═════ Extracted entries ═════
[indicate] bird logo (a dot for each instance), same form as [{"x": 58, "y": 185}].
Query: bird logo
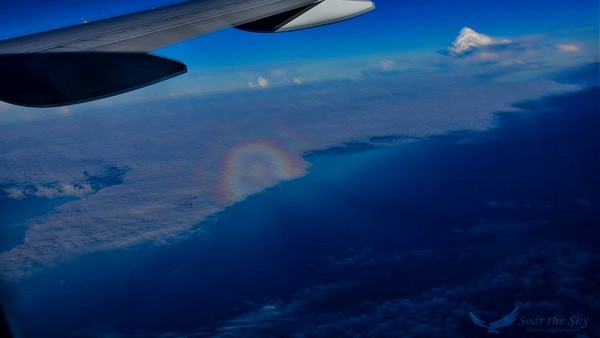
[{"x": 492, "y": 327}]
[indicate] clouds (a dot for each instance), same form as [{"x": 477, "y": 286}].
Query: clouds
[
  {"x": 541, "y": 281},
  {"x": 468, "y": 39},
  {"x": 569, "y": 47},
  {"x": 260, "y": 83},
  {"x": 50, "y": 191}
]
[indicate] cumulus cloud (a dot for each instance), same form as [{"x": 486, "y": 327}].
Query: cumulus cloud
[
  {"x": 569, "y": 48},
  {"x": 468, "y": 39},
  {"x": 260, "y": 83},
  {"x": 299, "y": 80},
  {"x": 387, "y": 64}
]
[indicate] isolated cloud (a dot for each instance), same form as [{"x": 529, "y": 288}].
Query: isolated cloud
[
  {"x": 468, "y": 39},
  {"x": 260, "y": 83},
  {"x": 299, "y": 80},
  {"x": 569, "y": 48},
  {"x": 387, "y": 64}
]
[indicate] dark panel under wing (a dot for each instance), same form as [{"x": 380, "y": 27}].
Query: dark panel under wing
[
  {"x": 146, "y": 31},
  {"x": 58, "y": 79}
]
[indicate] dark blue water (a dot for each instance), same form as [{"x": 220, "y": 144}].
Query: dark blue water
[{"x": 390, "y": 222}]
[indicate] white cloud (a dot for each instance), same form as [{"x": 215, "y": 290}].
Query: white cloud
[
  {"x": 50, "y": 191},
  {"x": 180, "y": 159},
  {"x": 260, "y": 83},
  {"x": 387, "y": 64},
  {"x": 468, "y": 39},
  {"x": 569, "y": 48}
]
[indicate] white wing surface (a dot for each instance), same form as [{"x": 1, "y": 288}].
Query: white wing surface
[
  {"x": 108, "y": 57},
  {"x": 145, "y": 31}
]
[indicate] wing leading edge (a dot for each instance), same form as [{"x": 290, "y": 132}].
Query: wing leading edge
[
  {"x": 108, "y": 57},
  {"x": 149, "y": 30}
]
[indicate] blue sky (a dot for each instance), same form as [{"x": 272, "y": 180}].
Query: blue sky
[{"x": 395, "y": 26}]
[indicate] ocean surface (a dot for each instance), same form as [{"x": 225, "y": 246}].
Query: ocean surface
[{"x": 370, "y": 224}]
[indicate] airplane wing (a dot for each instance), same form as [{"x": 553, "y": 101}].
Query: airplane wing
[
  {"x": 99, "y": 59},
  {"x": 151, "y": 29}
]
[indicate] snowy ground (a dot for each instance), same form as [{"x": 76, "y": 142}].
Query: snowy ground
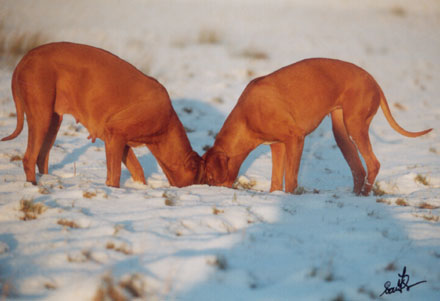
[{"x": 73, "y": 238}]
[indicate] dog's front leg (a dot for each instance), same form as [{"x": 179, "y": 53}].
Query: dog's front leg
[
  {"x": 114, "y": 149},
  {"x": 133, "y": 165},
  {"x": 294, "y": 147},
  {"x": 278, "y": 161}
]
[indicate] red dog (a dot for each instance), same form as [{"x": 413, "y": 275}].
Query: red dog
[
  {"x": 281, "y": 108},
  {"x": 111, "y": 98}
]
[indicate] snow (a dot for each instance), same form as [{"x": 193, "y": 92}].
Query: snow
[{"x": 87, "y": 241}]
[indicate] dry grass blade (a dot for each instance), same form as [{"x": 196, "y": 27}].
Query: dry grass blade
[{"x": 30, "y": 209}]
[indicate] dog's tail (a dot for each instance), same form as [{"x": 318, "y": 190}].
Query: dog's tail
[
  {"x": 18, "y": 107},
  {"x": 393, "y": 123}
]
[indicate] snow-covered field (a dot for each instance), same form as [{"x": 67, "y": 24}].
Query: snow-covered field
[{"x": 73, "y": 238}]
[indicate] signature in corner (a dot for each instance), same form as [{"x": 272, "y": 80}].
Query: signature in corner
[{"x": 402, "y": 284}]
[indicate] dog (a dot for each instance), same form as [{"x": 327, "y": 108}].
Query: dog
[
  {"x": 283, "y": 107},
  {"x": 115, "y": 102}
]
═════
Update all of the items above by changing every "a dot for each instance" to "one point per instance" and leaving everything else as it is. Omit the pictures from your answer.

[indicate] bird logo (one point per instance), same form as [{"x": 58, "y": 185}].
Query: bird logo
[{"x": 492, "y": 327}]
[indicate] clouds (one point per instance), same form as [{"x": 477, "y": 286}].
Query: clouds
[
  {"x": 541, "y": 281},
  {"x": 468, "y": 39},
  {"x": 569, "y": 47},
  {"x": 260, "y": 83},
  {"x": 50, "y": 191}
]
[indicate] cumulus cloud (one point per instance), same form as [{"x": 486, "y": 327}].
Query: cumulus cloud
[
  {"x": 569, "y": 48},
  {"x": 468, "y": 39},
  {"x": 260, "y": 83},
  {"x": 299, "y": 80},
  {"x": 387, "y": 64}
]
[indicate] isolated cloud (one point per instance), same form as [{"x": 529, "y": 288}].
Query: isolated cloud
[
  {"x": 468, "y": 39},
  {"x": 260, "y": 83},
  {"x": 299, "y": 80},
  {"x": 569, "y": 48},
  {"x": 387, "y": 64}
]
[indicate] dark panel under wing (one point per instance), same form as [{"x": 380, "y": 27}].
Query: dark panel under wing
[
  {"x": 146, "y": 31},
  {"x": 58, "y": 79}
]
[indicate] dark blue water (one point per instance), same form as [{"x": 220, "y": 144}].
Query: dark blue water
[{"x": 390, "y": 222}]
[indicate] white cloud (one point per instance), same form as [{"x": 215, "y": 290}].
Query: white cloud
[
  {"x": 50, "y": 191},
  {"x": 180, "y": 159},
  {"x": 260, "y": 83},
  {"x": 387, "y": 64},
  {"x": 468, "y": 39},
  {"x": 569, "y": 48}
]
[indicate] white wing surface (one point per instance), same form as [{"x": 1, "y": 288}].
Query: white wing surface
[
  {"x": 108, "y": 57},
  {"x": 145, "y": 31}
]
[indicate] wing leading edge (one point per instance), same form as [{"x": 290, "y": 132}].
Query: wing leading edge
[
  {"x": 108, "y": 57},
  {"x": 149, "y": 30}
]
[indicate] blue sky (one point per instance), same form as [{"x": 272, "y": 180}].
Query: blue sky
[{"x": 395, "y": 26}]
[indicate] ocean surface (one point per instance), same form as [{"x": 225, "y": 246}].
Query: ocean surface
[{"x": 370, "y": 224}]
[indicate] airplane wing (one point per instance), same form as [{"x": 553, "y": 101}].
Query: airplane wing
[
  {"x": 99, "y": 59},
  {"x": 151, "y": 29}
]
[indicate] snowy ground (one point per instance), same form as [{"x": 76, "y": 142}].
Query: snowy ground
[{"x": 73, "y": 238}]
[indicate] dog's front leg (one point per instance), same form as [{"x": 179, "y": 53}].
Query: dog's front leg
[
  {"x": 114, "y": 149},
  {"x": 133, "y": 165},
  {"x": 294, "y": 147},
  {"x": 278, "y": 161}
]
[indicate] red dog (one point per instance), same form as [{"x": 413, "y": 275}].
Query: red dog
[
  {"x": 281, "y": 108},
  {"x": 111, "y": 98}
]
[indicate] snow (one point per instance), same form as [{"x": 193, "y": 92}].
Query: snow
[{"x": 87, "y": 241}]
[indicate] dry grass blade (one point per instance), same form as [{"x": 196, "y": 27}].
Query: dry grass blade
[{"x": 30, "y": 209}]
[indicate] dog's tail (one point per instance), same form as [{"x": 318, "y": 190}].
Query: dog's tail
[
  {"x": 18, "y": 107},
  {"x": 393, "y": 123}
]
[indicate] snow-covered field (one point per instance), same form as [{"x": 67, "y": 24}].
Query: snow-covered field
[{"x": 73, "y": 238}]
[indicate] signature in corner (one point per instance), same form as [{"x": 272, "y": 80}].
Query: signature in corner
[{"x": 402, "y": 284}]
[indicate] dog (one point per instance), same form as [{"x": 327, "y": 108}].
Query: dog
[
  {"x": 283, "y": 107},
  {"x": 115, "y": 102}
]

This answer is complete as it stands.